◆ Work request ◆
Transcribe every entry that follows exactly, omitting all pictures.
-------- Supplied records
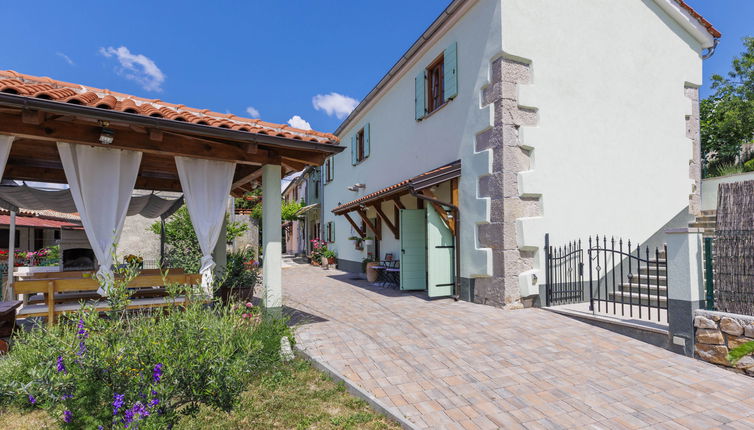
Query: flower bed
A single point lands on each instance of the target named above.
(140, 371)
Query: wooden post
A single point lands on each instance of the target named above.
(11, 258)
(272, 236)
(162, 243)
(50, 303)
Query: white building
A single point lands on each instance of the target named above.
----------------
◆ Exercise output ◆
Query: flower bed
A single point lands on each instance of the target named above.
(140, 371)
Query: wooden post
A single point lands on each instance of the target named above.
(11, 258)
(272, 236)
(162, 243)
(50, 303)
Query: white building
A single point lands on each instance of the target named above.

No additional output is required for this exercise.